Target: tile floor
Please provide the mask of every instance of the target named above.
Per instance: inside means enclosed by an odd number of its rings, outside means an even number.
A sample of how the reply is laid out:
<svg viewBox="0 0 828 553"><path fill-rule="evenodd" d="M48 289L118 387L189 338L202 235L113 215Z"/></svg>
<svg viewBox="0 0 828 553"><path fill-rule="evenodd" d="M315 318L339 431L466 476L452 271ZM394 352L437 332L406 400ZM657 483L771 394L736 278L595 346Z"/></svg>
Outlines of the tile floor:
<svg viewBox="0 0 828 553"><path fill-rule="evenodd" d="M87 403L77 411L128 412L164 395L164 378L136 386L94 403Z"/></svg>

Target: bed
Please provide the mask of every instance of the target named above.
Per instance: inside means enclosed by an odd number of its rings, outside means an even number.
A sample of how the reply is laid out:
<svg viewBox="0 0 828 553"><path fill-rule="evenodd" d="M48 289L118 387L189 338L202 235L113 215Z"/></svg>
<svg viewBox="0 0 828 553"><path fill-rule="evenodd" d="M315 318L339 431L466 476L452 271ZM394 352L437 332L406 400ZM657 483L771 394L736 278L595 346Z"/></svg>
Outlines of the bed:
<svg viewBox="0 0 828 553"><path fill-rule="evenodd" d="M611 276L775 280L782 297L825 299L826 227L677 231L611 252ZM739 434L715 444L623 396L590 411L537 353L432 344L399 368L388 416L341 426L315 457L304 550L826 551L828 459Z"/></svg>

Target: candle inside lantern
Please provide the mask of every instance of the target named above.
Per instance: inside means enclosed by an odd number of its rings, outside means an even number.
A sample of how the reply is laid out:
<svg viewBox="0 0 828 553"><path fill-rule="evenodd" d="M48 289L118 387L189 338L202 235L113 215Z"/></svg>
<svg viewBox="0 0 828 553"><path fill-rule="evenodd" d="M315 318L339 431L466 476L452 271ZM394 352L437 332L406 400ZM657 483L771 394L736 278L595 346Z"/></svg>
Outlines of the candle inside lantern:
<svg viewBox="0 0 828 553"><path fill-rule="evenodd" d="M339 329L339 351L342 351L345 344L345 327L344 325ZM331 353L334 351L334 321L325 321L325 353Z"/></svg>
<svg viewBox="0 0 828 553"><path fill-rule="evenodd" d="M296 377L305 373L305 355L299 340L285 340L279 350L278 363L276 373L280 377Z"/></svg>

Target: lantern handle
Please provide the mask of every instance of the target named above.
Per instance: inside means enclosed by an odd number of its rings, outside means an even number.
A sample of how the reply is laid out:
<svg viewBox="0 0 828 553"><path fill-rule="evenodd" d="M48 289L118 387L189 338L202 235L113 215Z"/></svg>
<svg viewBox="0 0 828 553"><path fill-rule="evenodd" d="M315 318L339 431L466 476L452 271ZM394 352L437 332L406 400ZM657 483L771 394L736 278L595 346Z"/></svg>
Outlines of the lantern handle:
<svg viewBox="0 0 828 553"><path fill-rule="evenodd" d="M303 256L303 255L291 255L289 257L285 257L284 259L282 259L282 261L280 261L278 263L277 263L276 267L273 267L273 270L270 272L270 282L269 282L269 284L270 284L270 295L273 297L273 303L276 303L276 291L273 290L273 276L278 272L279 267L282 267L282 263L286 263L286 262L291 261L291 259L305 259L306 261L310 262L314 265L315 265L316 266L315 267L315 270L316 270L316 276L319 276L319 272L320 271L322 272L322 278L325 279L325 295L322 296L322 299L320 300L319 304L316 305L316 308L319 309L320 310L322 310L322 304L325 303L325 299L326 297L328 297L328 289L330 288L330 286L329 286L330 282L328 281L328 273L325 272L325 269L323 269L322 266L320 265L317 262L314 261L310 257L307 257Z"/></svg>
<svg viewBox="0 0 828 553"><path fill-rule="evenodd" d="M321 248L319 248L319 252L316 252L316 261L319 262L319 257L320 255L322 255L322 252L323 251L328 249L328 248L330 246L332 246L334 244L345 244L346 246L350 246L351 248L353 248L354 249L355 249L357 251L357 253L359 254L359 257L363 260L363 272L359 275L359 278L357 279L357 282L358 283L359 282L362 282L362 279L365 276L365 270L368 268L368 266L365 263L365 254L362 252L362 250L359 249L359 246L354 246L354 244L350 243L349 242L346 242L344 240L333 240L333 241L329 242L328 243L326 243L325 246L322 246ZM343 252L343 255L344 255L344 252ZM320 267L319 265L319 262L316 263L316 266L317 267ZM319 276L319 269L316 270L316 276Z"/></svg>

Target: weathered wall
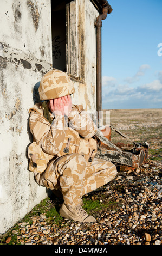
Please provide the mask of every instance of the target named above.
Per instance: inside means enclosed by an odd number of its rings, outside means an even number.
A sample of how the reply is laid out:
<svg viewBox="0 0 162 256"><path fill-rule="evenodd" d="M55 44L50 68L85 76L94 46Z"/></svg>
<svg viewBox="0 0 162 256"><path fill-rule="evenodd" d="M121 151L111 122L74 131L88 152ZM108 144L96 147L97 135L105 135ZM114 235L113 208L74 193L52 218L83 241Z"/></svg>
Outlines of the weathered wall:
<svg viewBox="0 0 162 256"><path fill-rule="evenodd" d="M96 109L94 22L89 0L69 5L67 72L75 77L74 103ZM42 75L52 68L50 1L1 0L0 8L0 233L47 196L28 170L32 137L29 109ZM68 72L69 71L69 72Z"/></svg>
<svg viewBox="0 0 162 256"><path fill-rule="evenodd" d="M50 2L1 1L1 233L47 196L27 169L27 149L34 88L52 63Z"/></svg>
<svg viewBox="0 0 162 256"><path fill-rule="evenodd" d="M88 0L72 1L69 12L67 72L79 81L75 83L77 97L74 94L73 102L83 104L85 109L94 113L96 111L94 23L99 13Z"/></svg>

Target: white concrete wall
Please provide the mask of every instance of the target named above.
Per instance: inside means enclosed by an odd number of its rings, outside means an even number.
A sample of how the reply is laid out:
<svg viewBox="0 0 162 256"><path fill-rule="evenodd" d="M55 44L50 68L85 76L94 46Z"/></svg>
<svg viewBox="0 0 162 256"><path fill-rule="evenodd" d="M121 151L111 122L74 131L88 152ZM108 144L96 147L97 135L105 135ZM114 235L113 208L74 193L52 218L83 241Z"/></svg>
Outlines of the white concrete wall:
<svg viewBox="0 0 162 256"><path fill-rule="evenodd" d="M85 109L94 113L96 112L96 51L94 23L99 13L89 0L72 1L69 11L67 71L76 78L76 93L73 95L73 102L83 104Z"/></svg>
<svg viewBox="0 0 162 256"><path fill-rule="evenodd" d="M93 112L96 109L94 22L98 13L89 0L75 0L70 7L68 52L73 60L76 58L77 69L73 68L72 61L69 70L76 71L69 73L76 78L73 103L83 103L85 109ZM0 234L3 234L47 196L46 188L35 182L28 169L27 153L32 142L29 109L37 99L34 93L42 76L52 68L50 1L1 0L0 24Z"/></svg>
<svg viewBox="0 0 162 256"><path fill-rule="evenodd" d="M33 89L51 68L50 3L1 1L1 234L47 197L27 169L27 149Z"/></svg>

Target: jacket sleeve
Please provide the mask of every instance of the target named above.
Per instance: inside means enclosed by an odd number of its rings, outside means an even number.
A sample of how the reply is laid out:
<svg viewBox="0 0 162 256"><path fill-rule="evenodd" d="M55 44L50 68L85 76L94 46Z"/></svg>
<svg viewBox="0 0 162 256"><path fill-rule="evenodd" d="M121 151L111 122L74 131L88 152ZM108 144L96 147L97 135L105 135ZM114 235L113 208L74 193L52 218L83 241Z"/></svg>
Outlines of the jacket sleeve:
<svg viewBox="0 0 162 256"><path fill-rule="evenodd" d="M70 127L83 138L91 138L97 131L97 127L88 113L79 108L73 108L69 116Z"/></svg>
<svg viewBox="0 0 162 256"><path fill-rule="evenodd" d="M31 111L29 127L36 143L47 153L57 155L65 138L64 117L56 115L51 125L40 113Z"/></svg>

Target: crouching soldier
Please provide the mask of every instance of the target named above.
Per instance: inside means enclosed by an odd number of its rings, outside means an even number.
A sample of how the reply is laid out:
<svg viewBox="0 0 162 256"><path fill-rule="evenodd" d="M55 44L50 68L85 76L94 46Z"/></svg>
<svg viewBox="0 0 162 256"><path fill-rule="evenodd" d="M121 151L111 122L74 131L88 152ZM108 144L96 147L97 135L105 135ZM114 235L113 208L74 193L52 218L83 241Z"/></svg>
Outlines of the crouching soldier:
<svg viewBox="0 0 162 256"><path fill-rule="evenodd" d="M72 103L75 92L68 76L54 69L42 77L39 94L43 103L30 109L29 126L33 143L28 149L29 169L36 182L61 191L64 217L93 222L81 205L82 196L111 181L115 166L96 159L97 127L82 105Z"/></svg>

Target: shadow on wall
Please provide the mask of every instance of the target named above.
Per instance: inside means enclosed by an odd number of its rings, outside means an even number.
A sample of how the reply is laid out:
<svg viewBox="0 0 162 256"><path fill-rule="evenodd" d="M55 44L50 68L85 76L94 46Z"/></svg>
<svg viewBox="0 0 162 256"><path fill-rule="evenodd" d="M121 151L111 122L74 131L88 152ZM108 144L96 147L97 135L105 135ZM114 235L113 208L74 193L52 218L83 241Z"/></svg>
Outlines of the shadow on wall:
<svg viewBox="0 0 162 256"><path fill-rule="evenodd" d="M42 102L42 101L40 100L40 95L39 95L38 88L39 88L40 84L40 82L38 82L35 84L34 88L33 88L33 100L34 102L33 105L36 104L36 103ZM33 107L33 106L31 106L31 107ZM27 159L28 159L28 147L30 145L30 144L32 143L33 141L33 135L31 134L30 132L30 130L29 126L29 116L28 117L28 118L27 119L27 131L28 131L29 138L30 141L29 143L27 145L26 147L26 157ZM27 167L27 169L28 170L29 170L29 160L28 160L28 167Z"/></svg>

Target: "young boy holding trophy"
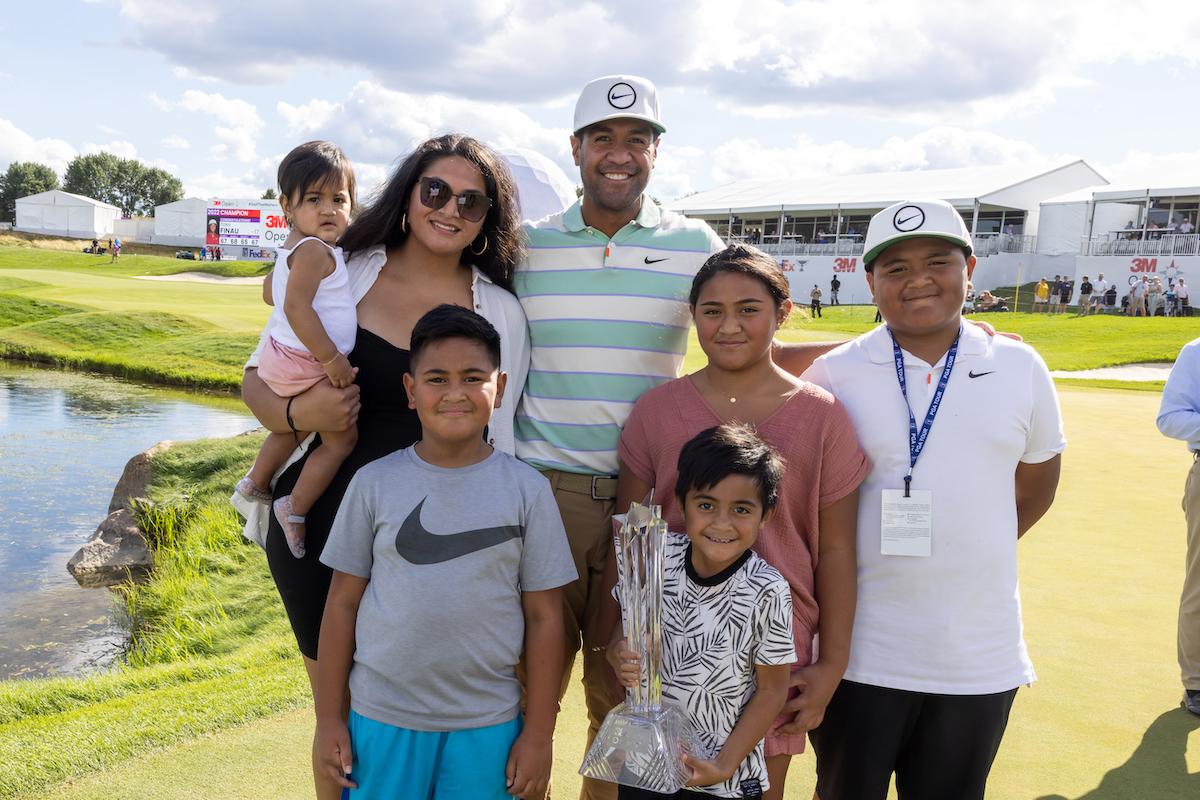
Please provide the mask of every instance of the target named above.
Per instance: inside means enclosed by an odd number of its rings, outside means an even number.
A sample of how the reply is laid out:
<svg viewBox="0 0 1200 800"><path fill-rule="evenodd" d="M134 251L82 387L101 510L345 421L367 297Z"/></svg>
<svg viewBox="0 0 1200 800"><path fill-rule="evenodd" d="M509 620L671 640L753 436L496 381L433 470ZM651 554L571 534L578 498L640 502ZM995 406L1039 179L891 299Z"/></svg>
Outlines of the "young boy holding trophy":
<svg viewBox="0 0 1200 800"><path fill-rule="evenodd" d="M622 800L761 798L762 739L787 698L792 599L787 582L750 547L779 499L784 463L751 428L709 428L679 453L676 494L686 537L662 554L662 697L683 709L702 750L684 756L688 789L660 794L623 784ZM608 646L620 682L642 680L623 633Z"/></svg>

What you need to do: Repeat the listing from its first line through the line containing "276L775 280L782 297L825", changing "mask" to "region" and leaving everything else unchanged.

Final result:
Target: tile floor
Please provide the region of every instance of the target named above.
Per instance: inside means enclosed by an odd number of its rings, outside means an even number.
A sample of how the reply is laid out:
<svg viewBox="0 0 828 553"><path fill-rule="evenodd" d="M48 289L118 387L189 338L202 235L113 215Z"/></svg>
<svg viewBox="0 0 828 553"><path fill-rule="evenodd" d="M315 318L339 431L466 476L452 271ZM394 352L437 332L406 400ZM657 483L771 394L736 278L595 346Z"/></svg>
Outlines of the tile floor:
<svg viewBox="0 0 828 553"><path fill-rule="evenodd" d="M87 403L77 411L128 412L164 395L164 378L136 386L94 403Z"/></svg>

Target: bed
Please provide the region of every instance of the target named above.
Per instance: inside means enclosed by an odd number of its rings, outside means an even number.
A sample of how the reply is laid out:
<svg viewBox="0 0 828 553"><path fill-rule="evenodd" d="M48 289L118 387L189 338L202 235L113 215Z"/></svg>
<svg viewBox="0 0 828 553"><path fill-rule="evenodd" d="M315 318L339 431L466 476L452 271ZM394 352L437 332L406 400ZM657 483L771 394L736 278L595 346Z"/></svg>
Outlines of the bed:
<svg viewBox="0 0 828 553"><path fill-rule="evenodd" d="M611 276L775 280L782 297L825 299L826 227L677 231L611 252ZM739 434L715 444L623 396L590 411L537 353L432 344L399 368L388 416L341 426L315 457L304 550L826 551L828 459Z"/></svg>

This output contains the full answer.